***** Information given *****

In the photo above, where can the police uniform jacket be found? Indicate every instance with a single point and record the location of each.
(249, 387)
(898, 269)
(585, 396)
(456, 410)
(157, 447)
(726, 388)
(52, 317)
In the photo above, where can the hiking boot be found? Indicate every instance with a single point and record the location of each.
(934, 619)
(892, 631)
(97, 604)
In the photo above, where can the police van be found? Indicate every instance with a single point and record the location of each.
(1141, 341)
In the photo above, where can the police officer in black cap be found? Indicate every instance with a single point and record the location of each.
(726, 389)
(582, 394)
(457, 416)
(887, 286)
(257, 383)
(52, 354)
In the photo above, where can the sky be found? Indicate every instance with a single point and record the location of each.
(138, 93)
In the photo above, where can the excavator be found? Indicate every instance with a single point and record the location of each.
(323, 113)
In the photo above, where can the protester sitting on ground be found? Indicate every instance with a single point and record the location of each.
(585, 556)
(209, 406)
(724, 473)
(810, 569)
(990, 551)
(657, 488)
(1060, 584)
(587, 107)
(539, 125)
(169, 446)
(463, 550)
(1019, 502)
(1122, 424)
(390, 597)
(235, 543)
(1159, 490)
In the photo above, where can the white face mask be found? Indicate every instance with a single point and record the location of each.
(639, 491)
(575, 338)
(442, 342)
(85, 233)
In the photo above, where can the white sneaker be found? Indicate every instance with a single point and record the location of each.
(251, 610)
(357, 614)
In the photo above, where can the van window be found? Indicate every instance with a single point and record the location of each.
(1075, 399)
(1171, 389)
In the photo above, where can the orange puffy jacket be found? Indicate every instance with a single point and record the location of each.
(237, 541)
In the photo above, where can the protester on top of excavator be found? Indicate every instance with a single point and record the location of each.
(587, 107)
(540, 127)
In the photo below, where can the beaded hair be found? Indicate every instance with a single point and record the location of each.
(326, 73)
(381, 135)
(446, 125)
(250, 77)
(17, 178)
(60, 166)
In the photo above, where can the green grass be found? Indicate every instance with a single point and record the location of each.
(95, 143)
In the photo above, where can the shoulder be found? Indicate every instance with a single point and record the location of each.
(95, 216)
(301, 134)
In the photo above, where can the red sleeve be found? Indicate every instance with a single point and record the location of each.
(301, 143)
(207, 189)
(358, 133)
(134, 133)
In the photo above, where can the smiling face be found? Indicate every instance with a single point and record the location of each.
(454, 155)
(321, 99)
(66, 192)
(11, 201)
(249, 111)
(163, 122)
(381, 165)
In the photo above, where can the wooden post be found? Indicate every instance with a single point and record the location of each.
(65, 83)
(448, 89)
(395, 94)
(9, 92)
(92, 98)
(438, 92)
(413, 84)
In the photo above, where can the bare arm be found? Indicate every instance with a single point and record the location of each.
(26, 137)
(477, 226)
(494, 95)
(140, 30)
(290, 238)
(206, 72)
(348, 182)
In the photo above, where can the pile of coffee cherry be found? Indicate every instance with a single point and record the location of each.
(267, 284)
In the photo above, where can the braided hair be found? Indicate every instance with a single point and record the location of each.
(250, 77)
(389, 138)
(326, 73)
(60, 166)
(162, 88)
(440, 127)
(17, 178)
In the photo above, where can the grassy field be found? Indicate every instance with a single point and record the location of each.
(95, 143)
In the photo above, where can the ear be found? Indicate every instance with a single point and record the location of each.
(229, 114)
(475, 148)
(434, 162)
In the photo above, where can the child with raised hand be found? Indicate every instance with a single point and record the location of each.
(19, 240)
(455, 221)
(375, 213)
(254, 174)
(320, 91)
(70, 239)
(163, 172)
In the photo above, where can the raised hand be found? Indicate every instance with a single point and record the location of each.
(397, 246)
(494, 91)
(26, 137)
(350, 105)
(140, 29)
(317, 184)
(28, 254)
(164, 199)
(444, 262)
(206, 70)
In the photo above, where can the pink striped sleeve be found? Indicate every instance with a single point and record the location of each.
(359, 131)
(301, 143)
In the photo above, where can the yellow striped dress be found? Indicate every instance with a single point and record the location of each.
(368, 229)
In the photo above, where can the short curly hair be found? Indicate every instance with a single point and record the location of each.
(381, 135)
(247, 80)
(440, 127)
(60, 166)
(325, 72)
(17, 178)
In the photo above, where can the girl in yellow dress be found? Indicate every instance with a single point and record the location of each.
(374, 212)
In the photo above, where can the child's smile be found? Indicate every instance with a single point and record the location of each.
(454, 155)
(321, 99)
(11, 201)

*****

Reproduce the material unchanged from the line containing "In the photo above, where can the police van" down through the line containing "(1141, 341)", with both of those lines included.

## Solution for this problem
In the photo above, where can the police van be found? Indicate every instance with a single point and record the location of each.
(1141, 341)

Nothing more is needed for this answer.